◆ Data for analysis

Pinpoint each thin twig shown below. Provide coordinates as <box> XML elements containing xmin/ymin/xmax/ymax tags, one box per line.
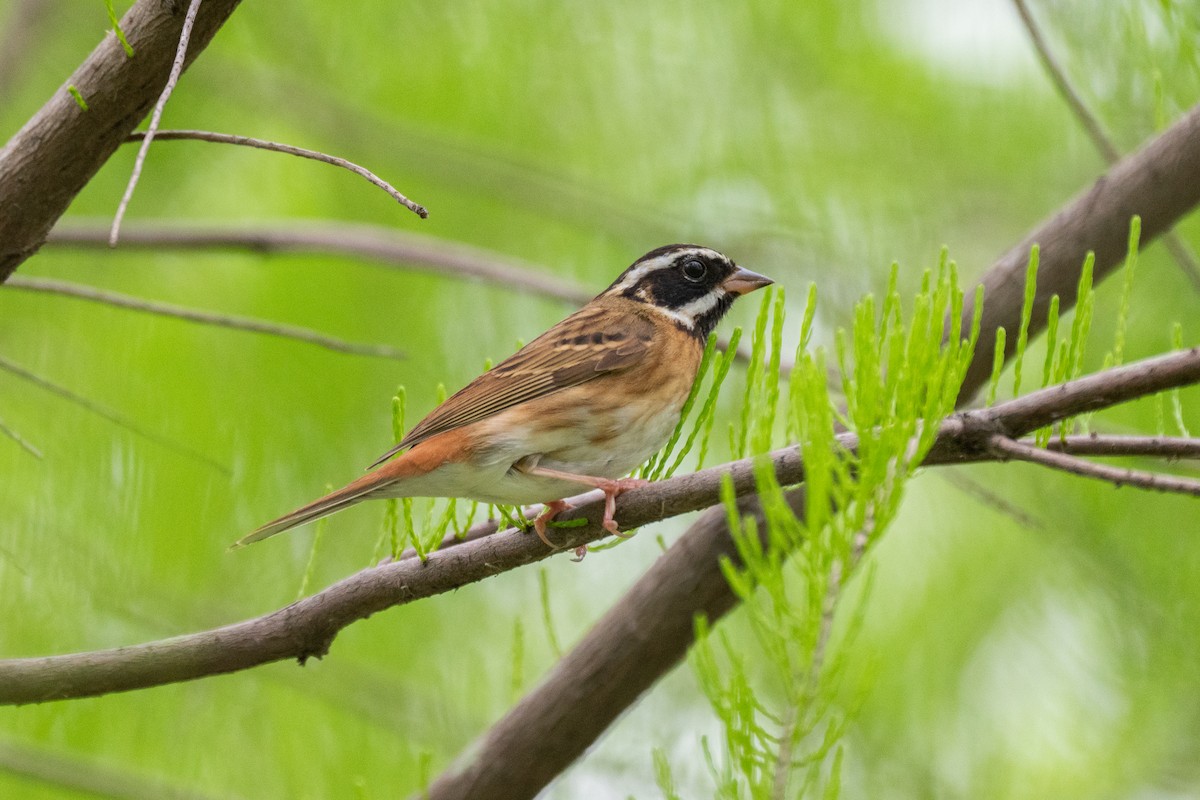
<box><xmin>0</xmin><ymin>352</ymin><xmax>227</xmax><ymax>474</ymax></box>
<box><xmin>48</xmin><ymin>221</ymin><xmax>588</xmax><ymax>303</ymax></box>
<box><xmin>109</xmin><ymin>0</ymin><xmax>204</xmax><ymax>246</ymax></box>
<box><xmin>1</xmin><ymin>348</ymin><xmax>1197</xmax><ymax>705</ymax></box>
<box><xmin>938</xmin><ymin>471</ymin><xmax>1047</xmax><ymax>531</ymax></box>
<box><xmin>0</xmin><ymin>737</ymin><xmax>229</xmax><ymax>800</ymax></box>
<box><xmin>122</xmin><ymin>130</ymin><xmax>428</xmax><ymax>220</ymax></box>
<box><xmin>5</xmin><ymin>276</ymin><xmax>406</xmax><ymax>360</ymax></box>
<box><xmin>0</xmin><ymin>416</ymin><xmax>42</xmax><ymax>459</ymax></box>
<box><xmin>1044</xmin><ymin>434</ymin><xmax>1200</xmax><ymax>461</ymax></box>
<box><xmin>987</xmin><ymin>434</ymin><xmax>1200</xmax><ymax>497</ymax></box>
<box><xmin>1011</xmin><ymin>0</ymin><xmax>1200</xmax><ymax>290</ymax></box>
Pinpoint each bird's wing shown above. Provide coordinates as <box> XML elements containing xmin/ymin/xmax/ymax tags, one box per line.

◆ Description of the task
Please ensure that the data above is repeated exactly, with no pictures in the copy.

◆ Response
Pinpoint each thin twig shown below. Provide coordinates as <box> XML elements containing xmin/ymin/xmax/ymax tags, one box per line.
<box><xmin>0</xmin><ymin>352</ymin><xmax>227</xmax><ymax>474</ymax></box>
<box><xmin>48</xmin><ymin>221</ymin><xmax>588</xmax><ymax>303</ymax></box>
<box><xmin>109</xmin><ymin>0</ymin><xmax>204</xmax><ymax>246</ymax></box>
<box><xmin>1</xmin><ymin>348</ymin><xmax>1197</xmax><ymax>705</ymax></box>
<box><xmin>938</xmin><ymin>471</ymin><xmax>1047</xmax><ymax>531</ymax></box>
<box><xmin>0</xmin><ymin>737</ymin><xmax>229</xmax><ymax>800</ymax></box>
<box><xmin>122</xmin><ymin>130</ymin><xmax>428</xmax><ymax>220</ymax></box>
<box><xmin>5</xmin><ymin>276</ymin><xmax>406</xmax><ymax>360</ymax></box>
<box><xmin>0</xmin><ymin>416</ymin><xmax>42</xmax><ymax>459</ymax></box>
<box><xmin>1044</xmin><ymin>434</ymin><xmax>1200</xmax><ymax>461</ymax></box>
<box><xmin>987</xmin><ymin>434</ymin><xmax>1200</xmax><ymax>497</ymax></box>
<box><xmin>1011</xmin><ymin>0</ymin><xmax>1200</xmax><ymax>290</ymax></box>
Pinpoint each bird's wing shown above. Provide coordinates as <box> XML elements containing xmin/ymin/xmax/ymax tags, one box per line.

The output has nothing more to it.